Please return the lines below verbatim, beginning at the one that has "box: [256, 0, 640, 528]" and stopping after the one that has "5L432 161L316 149L349", and add no other lines.
START Input material
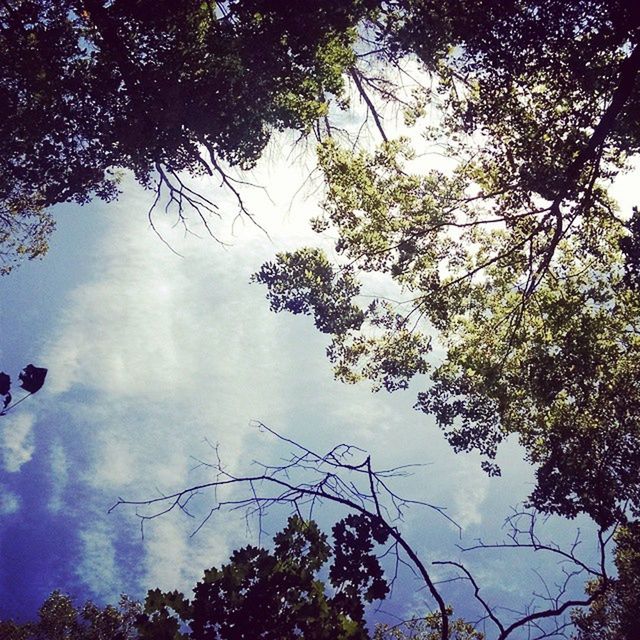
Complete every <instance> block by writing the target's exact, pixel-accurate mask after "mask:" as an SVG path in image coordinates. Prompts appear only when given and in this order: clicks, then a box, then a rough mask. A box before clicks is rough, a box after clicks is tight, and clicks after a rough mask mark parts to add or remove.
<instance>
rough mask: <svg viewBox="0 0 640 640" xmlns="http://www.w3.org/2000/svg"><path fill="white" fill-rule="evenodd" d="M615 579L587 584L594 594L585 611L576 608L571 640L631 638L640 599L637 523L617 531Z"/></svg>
mask: <svg viewBox="0 0 640 640" xmlns="http://www.w3.org/2000/svg"><path fill="white" fill-rule="evenodd" d="M616 537H617V540H616V542H617V547H616V552H615V565H616V569H617V571H618V575H617V577H616V578H613V579H609V580H605V579H602V578H601V579H600V580H598V581H594V582H592V583H590V584H589V587H588V591H589V592H591V593H597V594H598V595H597V597H596V599H595V600H594V602H593V603H592V604H591V606H590V608H589V609H588V610H587V611H576V612H575V614H574V616H573V621H574V623H575V625H576V634H575V635H574V636H573V637H574V638H575V640H635V639H636V638H637V637H638V613H637V611H638V602H640V523H638V522H633V523H630V524H629V526H627V527H624V528H622V529H620V530H619V531H618V532H617V536H616Z"/></svg>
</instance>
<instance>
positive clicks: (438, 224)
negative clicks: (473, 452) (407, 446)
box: [256, 0, 640, 528]
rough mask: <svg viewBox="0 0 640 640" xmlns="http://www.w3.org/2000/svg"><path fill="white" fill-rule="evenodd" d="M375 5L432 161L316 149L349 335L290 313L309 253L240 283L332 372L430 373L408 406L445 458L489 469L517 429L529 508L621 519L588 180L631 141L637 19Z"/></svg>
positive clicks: (602, 177) (621, 514)
mask: <svg viewBox="0 0 640 640" xmlns="http://www.w3.org/2000/svg"><path fill="white" fill-rule="evenodd" d="M393 6H394V7H395V12H394V11H391V12H389V13H386V14H384V15H383V16H382V17H381V18H380V20H382V21H383V24H384V25H385V29H383V33H384V37H382V36H380V37H382V39H383V41H384V42H385V43H388V47H382V48H383V51H384V53H383V54H382V55H383V56H385V55H386V56H387V59H391V60H394V56H395V57H396V58H395V59H400V58H401V57H402V56H403V55H405V54H409V53H413V54H415V55H416V56H418V58H419V59H420V61H421V62H422V63H423V69H424V72H425V73H427V74H429V75H430V76H431V78H432V86H431V87H430V88H424V89H423V90H422V91H421V92H419V94H418V100H417V102H416V103H415V104H414V105H413V106H412V109H413V114H412V120H415V121H416V122H417V124H416V126H418V127H419V126H421V125H420V120H419V118H418V120H416V117H418V116H420V115H421V113H423V112H424V111H425V109H427V108H428V109H430V110H431V111H432V112H434V111H435V113H437V114H438V115H437V117H436V118H435V123H433V119H432V124H431V126H429V123H427V125H426V127H424V128H423V129H422V131H423V133H424V134H425V135H426V136H427V139H428V140H429V141H430V142H431V143H432V144H438V145H439V146H440V148H442V149H443V150H444V153H445V154H446V155H447V156H448V157H449V159H450V160H451V161H452V162H453V164H452V168H451V169H450V170H447V171H443V170H442V169H428V168H427V169H424V164H422V165H421V169H420V171H416V168H415V167H416V159H415V158H414V153H413V150H412V149H411V147H410V145H409V143H408V142H407V141H406V140H405V141H403V140H390V139H389V138H388V137H387V136H386V135H385V136H384V138H385V141H384V142H383V144H382V145H381V146H380V147H379V148H378V149H376V150H373V151H372V150H367V149H360V150H355V151H354V150H353V149H352V148H349V147H347V146H345V145H341V144H339V142H337V141H336V140H335V138H332V139H327V140H325V141H323V142H322V144H321V146H320V148H319V164H320V168H321V169H322V172H323V175H324V178H325V182H326V192H325V200H324V205H323V208H324V213H323V216H322V217H321V218H320V219H318V220H317V221H316V222H315V223H314V226H315V228H316V230H318V231H320V232H322V231H325V230H330V233H331V234H332V236H333V237H335V236H336V235H337V237H338V240H337V241H336V243H335V252H336V256H337V257H336V259H335V264H334V266H333V272H334V273H335V274H336V278H337V277H342V274H343V273H346V274H348V275H349V278H350V280H351V281H353V282H354V284H353V286H352V290H353V292H354V296H353V297H352V298H351V299H343V298H340V297H336V298H335V302H336V304H340V305H341V306H342V308H343V310H344V313H346V314H347V315H348V316H352V317H356V316H357V312H356V311H354V305H358V304H360V309H361V315H360V316H358V317H359V324H358V325H357V326H355V325H354V326H349V327H344V326H341V325H339V324H338V323H335V322H334V323H333V326H332V318H333V317H340V315H341V314H340V313H339V312H338V311H336V309H335V308H332V314H331V315H327V314H326V313H324V308H318V307H315V306H313V305H312V304H307V301H309V300H311V298H312V297H313V296H316V295H318V291H320V290H322V291H323V292H327V291H330V287H328V286H327V285H324V284H323V285H321V286H320V285H319V284H318V283H317V282H314V281H313V280H312V279H309V280H308V281H307V282H305V283H304V287H306V288H304V287H303V288H301V287H300V282H299V281H298V280H296V279H295V276H294V272H293V270H292V269H290V268H289V267H288V265H290V264H293V263H294V262H295V264H296V269H297V272H304V273H313V272H314V269H315V268H316V267H315V265H316V264H317V262H318V260H321V261H322V260H328V258H327V257H325V256H321V257H318V256H317V255H314V262H312V261H311V260H310V259H309V256H310V255H311V254H310V252H309V250H308V249H304V250H301V251H298V252H294V253H291V254H280V255H279V256H278V257H277V258H276V261H275V262H274V263H272V264H268V265H265V266H264V267H263V268H262V270H261V271H260V272H259V273H258V274H257V275H256V279H257V280H258V281H260V282H263V283H265V284H266V285H267V287H268V291H269V296H270V298H271V303H272V307H273V308H276V309H287V308H288V306H289V304H290V301H292V300H293V299H295V300H296V305H297V310H302V311H303V312H307V313H312V314H314V316H315V322H316V325H317V326H319V327H322V330H323V331H325V332H327V333H331V334H332V342H331V345H330V346H329V349H328V355H329V357H330V359H331V360H332V361H333V362H334V363H335V373H336V376H337V377H338V378H339V379H342V380H345V381H347V382H353V381H356V380H358V379H362V378H367V379H370V380H372V382H373V384H374V388H381V387H384V388H386V389H389V390H394V389H397V388H405V387H407V386H408V383H409V380H410V379H411V378H412V377H414V376H415V375H417V374H423V373H428V374H429V377H430V382H429V383H428V385H427V387H426V389H424V390H423V391H421V392H420V393H419V395H418V401H417V404H416V407H417V408H418V409H419V410H422V411H424V412H425V413H427V414H430V415H433V416H435V418H436V421H437V422H438V424H439V425H440V427H441V428H442V429H443V431H444V433H445V435H446V437H447V438H448V440H449V441H450V443H451V444H452V446H453V447H454V448H455V450H457V451H470V450H477V451H479V452H480V453H482V454H483V455H484V457H485V460H484V462H483V466H484V468H485V469H486V470H487V471H488V472H489V473H490V474H492V475H497V474H499V471H500V470H499V468H498V467H497V465H496V464H495V462H494V460H493V459H494V458H495V455H496V452H497V447H498V445H499V443H500V442H501V441H502V440H504V439H505V438H506V437H507V436H509V435H510V434H517V437H518V439H519V441H520V443H521V444H522V445H523V446H524V448H525V450H526V455H527V457H528V459H529V460H530V461H531V462H532V463H534V464H535V465H536V470H537V471H536V473H537V479H538V482H537V486H536V487H535V489H534V491H533V493H532V494H531V497H530V503H531V504H532V505H534V506H535V507H537V508H538V509H541V510H542V511H545V512H550V513H560V514H562V515H565V516H568V517H572V516H575V515H576V514H577V513H580V512H586V513H588V514H589V515H590V516H591V517H593V518H594V519H595V520H596V521H597V522H598V523H599V524H600V525H601V526H603V527H604V528H607V527H609V526H611V525H612V524H613V523H614V522H617V521H619V522H623V521H624V520H625V518H626V514H627V513H629V512H630V513H631V515H632V516H634V517H635V516H637V514H638V510H639V509H640V476H639V475H638V469H640V466H639V464H638V463H639V462H640V444H639V443H640V437H639V436H640V423H639V422H638V415H639V414H638V406H639V402H640V393H639V392H640V389H639V388H638V384H637V380H638V379H639V378H638V370H637V363H638V361H639V356H640V353H639V347H640V343H639V342H638V328H637V324H638V318H639V317H640V306H639V305H640V301H639V299H638V295H637V285H636V284H635V282H636V280H635V279H636V272H637V255H636V254H637V251H636V244H637V238H636V235H637V226H638V225H637V214H634V215H633V216H632V217H631V219H629V217H628V216H626V217H625V216H620V215H619V214H618V212H617V211H616V205H615V203H614V202H613V201H612V199H611V198H610V196H609V195H608V187H609V185H610V183H611V180H612V178H613V177H614V176H615V175H617V174H618V173H619V172H620V171H621V170H623V168H624V166H625V162H626V160H627V158H629V157H632V156H633V155H634V154H636V153H637V151H638V145H639V143H640V121H639V120H638V113H640V108H639V106H638V99H639V98H640V82H639V80H638V71H639V70H640V43H639V42H638V40H639V36H640V31H639V21H638V11H637V9H634V8H633V7H632V6H631V3H623V2H619V3H618V2H579V1H578V2H571V3H557V2H553V1H551V0H534V1H528V2H523V3H511V2H489V1H487V2H479V3H464V2H463V3H448V2H435V1H434V2H420V3H411V2H407V3H397V4H394V5H393ZM385 100H386V101H389V100H391V98H390V97H389V94H388V93H387V94H385V95H383V96H382V97H381V100H380V102H379V104H383V103H384V102H385ZM373 106H375V105H373ZM372 108H373V107H372ZM381 108H382V107H381ZM383 133H384V132H383ZM304 260H306V261H307V264H308V267H307V271H304ZM343 270H345V271H343ZM367 273H380V274H384V275H386V276H388V277H389V278H391V279H392V280H393V281H395V283H396V284H397V285H398V287H399V288H400V289H401V290H402V291H403V292H404V300H403V301H402V302H401V303H398V304H396V303H390V302H389V301H384V300H377V301H374V303H372V304H369V305H367V306H365V305H362V303H360V302H359V300H358V299H357V297H356V295H355V294H356V293H358V286H357V281H358V279H359V278H358V275H359V274H360V275H365V274H367ZM294 283H295V284H294ZM274 301H275V302H274ZM305 305H306V306H305ZM325 306H326V305H325ZM433 335H437V337H438V343H439V345H441V346H444V348H445V349H446V358H445V359H444V362H441V363H438V362H437V359H436V358H433V356H432V354H431V350H432V339H431V336H433ZM625 510H627V511H625Z"/></svg>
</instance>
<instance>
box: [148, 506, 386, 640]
mask: <svg viewBox="0 0 640 640" xmlns="http://www.w3.org/2000/svg"><path fill="white" fill-rule="evenodd" d="M333 534H334V548H333V555H334V556H335V560H334V562H333V564H332V566H331V568H330V570H329V581H330V584H331V587H332V588H333V591H334V592H333V594H329V593H327V591H326V589H325V584H324V583H323V582H322V581H321V580H320V579H319V572H320V570H321V569H322V568H323V567H324V565H325V564H326V563H327V561H328V560H329V558H330V556H331V555H332V551H331V547H330V545H329V544H328V542H327V536H326V535H325V534H323V533H321V532H320V530H319V529H318V526H317V525H316V524H315V523H314V522H313V521H304V520H302V518H300V517H299V516H292V517H291V518H289V521H288V523H287V526H286V527H285V529H284V530H283V531H281V532H280V533H278V534H277V535H276V536H275V537H274V539H273V541H274V548H273V551H272V552H269V551H267V550H265V549H262V548H257V547H251V546H250V547H245V548H243V549H238V550H237V551H234V553H233V555H232V556H231V558H230V561H229V564H227V565H223V566H222V567H221V568H220V569H216V568H215V567H214V568H212V569H210V570H207V571H205V574H204V578H203V580H202V582H199V583H198V584H197V585H196V586H195V588H194V590H193V591H194V596H193V598H192V599H190V600H189V599H187V598H185V596H184V594H182V593H180V592H177V591H174V592H171V593H163V592H161V591H160V590H159V589H156V590H153V591H150V592H149V595H148V596H147V599H146V603H145V608H144V614H143V615H142V616H141V617H140V618H139V620H138V629H139V631H140V637H141V638H143V639H144V638H148V639H149V640H162V639H165V638H166V640H175V639H176V638H185V639H186V638H193V639H194V640H215V639H217V638H220V639H225V640H241V639H249V638H264V639H265V640H267V639H273V640H283V639H293V638H305V639H306V638H310V639H313V640H315V639H317V640H341V639H345V640H346V639H347V638H353V639H361V640H365V639H366V638H368V637H369V635H368V633H367V631H366V625H365V622H364V604H363V603H364V602H372V601H374V600H380V599H382V598H384V597H385V595H386V594H387V591H388V586H387V583H386V581H385V580H384V578H383V577H382V570H381V567H380V564H379V563H378V559H377V557H376V556H375V555H372V554H371V550H372V548H373V545H374V544H375V543H376V542H377V543H382V542H384V541H385V540H386V537H387V536H386V534H384V530H379V529H378V528H377V527H376V526H375V523H372V522H370V520H369V519H368V518H367V517H365V516H356V515H351V516H348V517H347V518H345V519H344V520H342V521H340V522H339V523H338V524H336V525H335V526H334V529H333Z"/></svg>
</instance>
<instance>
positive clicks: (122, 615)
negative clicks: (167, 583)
mask: <svg viewBox="0 0 640 640" xmlns="http://www.w3.org/2000/svg"><path fill="white" fill-rule="evenodd" d="M139 614H140V605H139V604H138V603H137V602H135V601H134V600H131V599H130V598H128V597H127V596H122V597H121V599H120V602H119V604H118V606H117V607H115V606H112V605H107V606H105V607H104V608H101V607H98V606H97V605H95V604H94V603H93V602H91V601H88V602H86V603H85V604H84V605H82V606H81V607H76V606H75V605H74V603H73V600H72V599H71V597H70V596H68V595H65V594H63V593H61V592H59V591H54V592H53V593H52V594H51V595H50V596H49V597H48V598H47V599H46V600H45V601H44V603H43V604H42V606H41V607H40V610H39V613H38V620H37V621H36V622H27V623H24V624H18V623H15V622H12V621H0V637H1V638H2V639H3V640H133V638H136V637H137V632H136V630H135V622H136V618H137V616H138V615H139Z"/></svg>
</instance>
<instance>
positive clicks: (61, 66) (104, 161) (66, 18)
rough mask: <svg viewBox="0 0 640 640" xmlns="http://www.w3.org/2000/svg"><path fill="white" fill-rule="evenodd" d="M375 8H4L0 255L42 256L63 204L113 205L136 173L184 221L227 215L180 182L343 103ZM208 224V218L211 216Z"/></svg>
mask: <svg viewBox="0 0 640 640" xmlns="http://www.w3.org/2000/svg"><path fill="white" fill-rule="evenodd" d="M373 4H374V3H373V2H372V1H371V0H353V1H351V2H341V3H339V5H335V4H334V3H325V2H306V3H305V7H304V11H301V10H300V7H299V6H295V5H288V4H286V3H273V2H270V1H268V0H251V1H249V2H247V1H246V0H243V1H242V2H240V1H238V0H231V1H229V2H221V3H217V2H202V1H200V0H188V1H187V2H180V3H175V2H171V1H170V0H163V1H161V2H157V1H150V0H135V1H134V2H131V1H128V0H127V1H124V0H116V1H110V2H105V0H62V1H57V0H56V1H55V2H52V1H50V0H7V1H6V2H3V3H1V5H0V51H1V53H0V79H1V81H0V86H1V89H0V111H1V112H2V113H3V118H2V122H1V123H0V139H1V140H2V154H1V159H0V221H1V222H2V227H3V231H2V235H0V248H1V249H2V253H0V257H1V258H2V259H3V262H4V267H3V269H4V270H8V269H9V268H10V267H11V265H12V263H13V262H14V261H15V259H16V258H17V257H18V256H19V255H20V254H27V255H28V256H29V257H35V256H36V255H39V254H41V253H42V252H43V251H44V249H45V247H46V236H47V234H48V232H49V231H50V230H51V229H52V223H51V219H50V217H49V215H48V214H47V209H48V208H49V207H51V206H52V205H54V204H57V203H61V202H78V203H86V202H88V201H89V200H90V199H92V198H94V197H98V198H101V199H103V200H112V199H113V198H115V197H116V196H117V194H118V181H119V179H120V176H121V174H122V171H123V170H128V171H131V172H133V174H134V175H135V177H136V179H137V180H138V181H139V182H140V183H142V184H143V185H145V186H151V185H155V188H156V189H158V195H160V192H161V190H162V189H163V188H164V189H165V191H167V192H168V194H169V196H170V198H171V202H173V203H174V204H176V205H177V207H178V213H179V215H180V216H182V212H183V207H185V206H187V205H192V206H193V207H194V208H195V209H196V210H197V211H198V212H199V213H201V214H203V219H204V214H205V213H210V212H215V205H214V203H212V202H211V201H210V200H209V199H207V198H206V197H204V196H202V195H200V194H198V193H196V192H194V191H193V190H191V189H190V188H188V187H187V186H186V185H185V184H184V182H183V179H182V178H181V177H180V176H179V175H178V173H179V172H187V173H189V174H191V175H206V174H208V175H214V174H216V175H218V176H219V177H220V178H221V179H222V181H223V182H224V183H225V184H226V185H227V186H228V187H229V188H230V189H231V190H232V191H233V192H234V193H237V192H236V191H235V187H234V186H233V183H232V181H231V179H230V177H229V175H228V174H227V172H226V170H225V168H224V167H226V166H240V167H243V168H246V167H250V166H252V165H253V164H254V163H255V161H256V160H257V159H258V157H259V156H260V154H261V152H262V150H263V149H264V147H265V145H266V144H267V142H268V140H269V137H270V135H271V132H272V131H273V130H282V129H284V128H293V129H297V130H300V131H302V132H307V131H309V130H310V129H311V127H312V126H313V125H314V123H315V122H317V121H318V119H319V118H321V117H323V116H324V115H326V113H327V96H329V95H341V94H342V90H343V85H344V80H343V75H342V74H343V71H344V70H345V68H346V67H348V66H349V65H351V64H352V63H353V61H354V56H355V53H354V49H353V42H354V39H355V36H356V31H355V27H356V25H357V23H358V22H359V20H361V19H362V18H363V16H364V15H365V14H366V12H367V11H368V10H369V8H370V7H371V6H372V5H373ZM205 223H206V220H205Z"/></svg>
END Input material
Answer for this exercise:
box: [256, 0, 640, 528]
rough mask: <svg viewBox="0 0 640 640" xmlns="http://www.w3.org/2000/svg"><path fill="white" fill-rule="evenodd" d="M375 5L432 161L316 149L349 335L290 313L309 253L240 283L332 372L430 373L408 406L445 458L489 469L517 429L529 508L621 519L588 180L631 141L637 19Z"/></svg>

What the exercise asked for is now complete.